[Goal of the exercise]:
Please extend the interview about asap below, picking up right after its final sentence.

[Text excerpt]:

# # # #

OJR: Are your member news organizations seeing the kinds of results they were hoping for through asap? Are they drawing in younger readers who are actively participating on their sites?

Anthony: The active participation part, I can’t really speak to. I know that our renewal rate after the pilot project was roughly 70 percent, which I think was a little higher than expected. But that stuff is more business side stuff so I’m less confident speaking about it.

I will say that the feedback that we’ve received suggests that the more innovative we are with our storytelling, the better the results. Earlier on, we sometimes took safer routes because we were a still a bit unsure of our footing.

OJR: Can you give me an example of something that drew participation or feedback?

Anthony: What’s a good example? We did a Flash interactive on how to buy a man’s hat for our lifestyle section. It involved about six different pieces of video, with a hatter talking about different kinds of hats, how to buy them, what type of shop and that got really, really good feedback. That’s not something we would have thought about doing early on. It wasn’t a story in the sense that we traditionally view stories but yet it resonated with a lot of people, because it seemed to represent our willingness to tell something in a very alternative way.

I think that we have been surprised at how far we can go—in terms of telling stories in different ways and not how far we can go in being “edgy” or “provocative.”

# # # #

[Provided data]:
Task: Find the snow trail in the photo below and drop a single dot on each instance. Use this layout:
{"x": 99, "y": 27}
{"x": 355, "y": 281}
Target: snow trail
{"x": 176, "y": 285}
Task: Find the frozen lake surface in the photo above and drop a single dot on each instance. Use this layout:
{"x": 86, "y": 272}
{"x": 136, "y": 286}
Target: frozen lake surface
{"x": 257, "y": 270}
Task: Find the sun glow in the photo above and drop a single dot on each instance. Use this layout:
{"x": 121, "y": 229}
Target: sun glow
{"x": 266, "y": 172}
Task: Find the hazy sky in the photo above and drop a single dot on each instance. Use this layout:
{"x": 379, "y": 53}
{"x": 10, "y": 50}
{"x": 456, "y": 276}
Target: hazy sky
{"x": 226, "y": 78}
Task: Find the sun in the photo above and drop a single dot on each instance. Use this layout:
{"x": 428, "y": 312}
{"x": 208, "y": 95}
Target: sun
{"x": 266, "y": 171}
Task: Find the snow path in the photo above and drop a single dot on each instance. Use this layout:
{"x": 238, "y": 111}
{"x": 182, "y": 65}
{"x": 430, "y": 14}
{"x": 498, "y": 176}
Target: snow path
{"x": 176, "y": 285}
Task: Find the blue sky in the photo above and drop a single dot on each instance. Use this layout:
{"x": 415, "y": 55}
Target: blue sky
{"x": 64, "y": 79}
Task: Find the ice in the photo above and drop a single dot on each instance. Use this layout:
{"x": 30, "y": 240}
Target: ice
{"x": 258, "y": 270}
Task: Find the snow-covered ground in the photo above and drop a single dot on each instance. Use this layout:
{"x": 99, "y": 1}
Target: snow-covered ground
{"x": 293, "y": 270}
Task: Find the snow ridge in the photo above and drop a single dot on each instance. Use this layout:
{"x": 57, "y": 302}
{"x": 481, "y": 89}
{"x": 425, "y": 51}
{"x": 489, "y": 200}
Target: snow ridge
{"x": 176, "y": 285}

# # # #

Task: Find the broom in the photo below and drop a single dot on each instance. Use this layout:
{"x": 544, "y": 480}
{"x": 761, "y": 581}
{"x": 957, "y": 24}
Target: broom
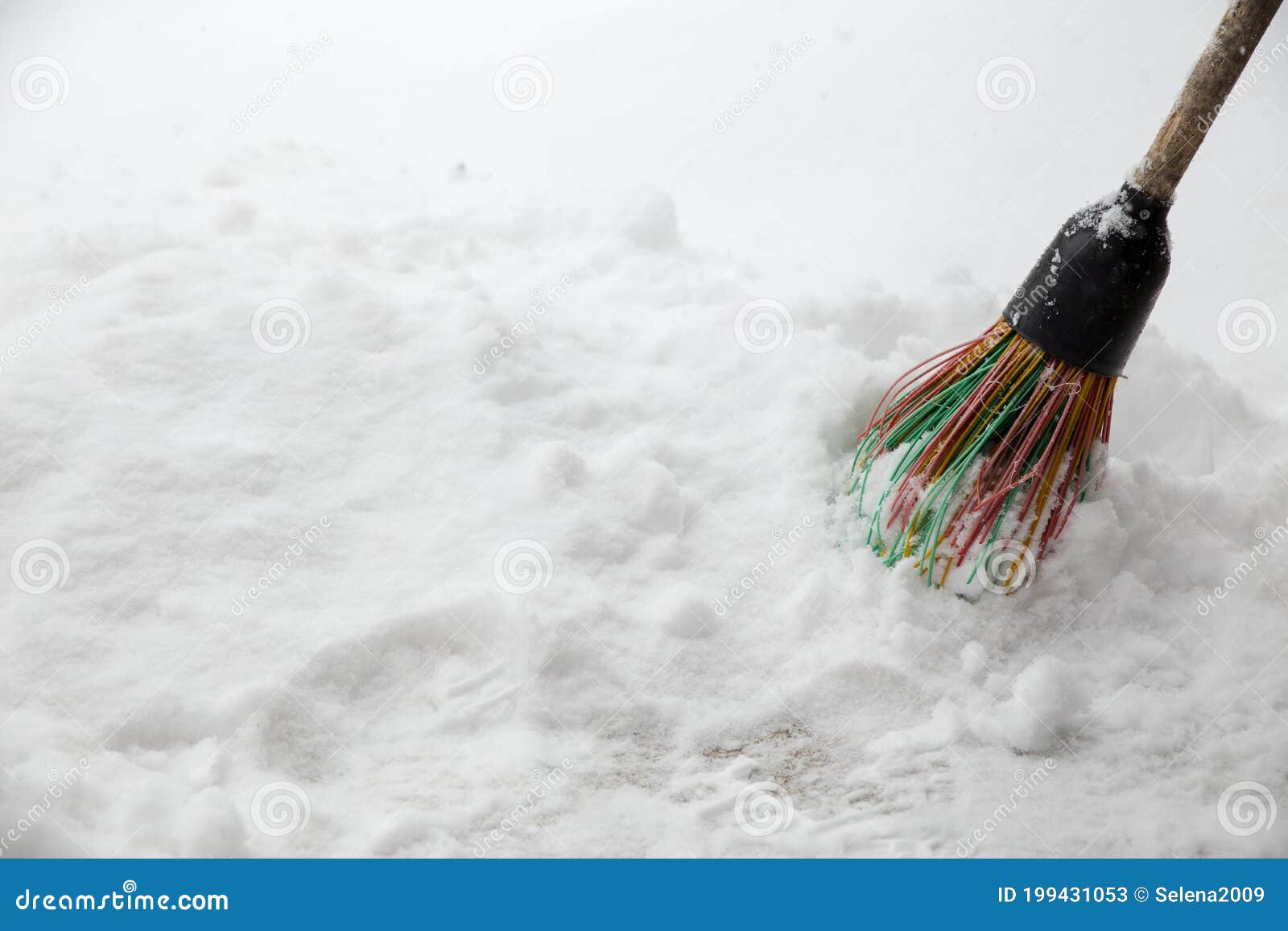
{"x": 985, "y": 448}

# # # #

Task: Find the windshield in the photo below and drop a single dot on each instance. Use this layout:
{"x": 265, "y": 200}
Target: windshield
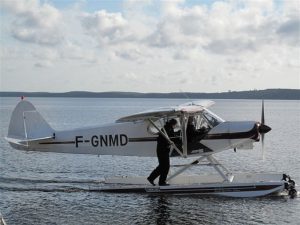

# # # #

[Written response]:
OJR: The AP has of course perfected wire service format–getting daily news stories out quickly, accurately and fairly across the wires to member news organizations. How do you assure that those same standards transfer to asap when there is much more technical production work involved that may slow the posting process?

Anthony: We’re pretty relentless about hammering home daily that this may be a new department but this is the AP and certain things can’t be compromised. We’re in new frontiers but we have regular and sometimes very lively discussions about ethics and standards and how they apply online. When it comes to those kinds of questions we try to err on the side of traditionalism. One of the hugest things that AP brings to the table and through it to asap are the AP standards—readers know that they are seeing something that’s accurate and that’s real. We do not try to match word for word or image for image the AP’s covered spot events. We recognized earlier on that we should not compete with 3,000 colleagues in terms of bringing back the news. So we’ve looked for alternative ways into the news. We’re not designed to be a breaking news service. We’re designed to be a very timely, a very fresh and a very newsy online magazine.

So we aren’t cranking out news, but that said we have had reporters at every major news event in the last couple of years. We had two go to Virginia Tech two months ago so we definitely stand on top of the news. I think it is certainly harder because there are no neat answers that come from decades of literature that we learn in our journalistic ethics classes. But we adhere to the AP’s baselines and AP’s ethics statement. It has not skewed us wrong yet.

OJR: Can you give me an example a decision you have had to make?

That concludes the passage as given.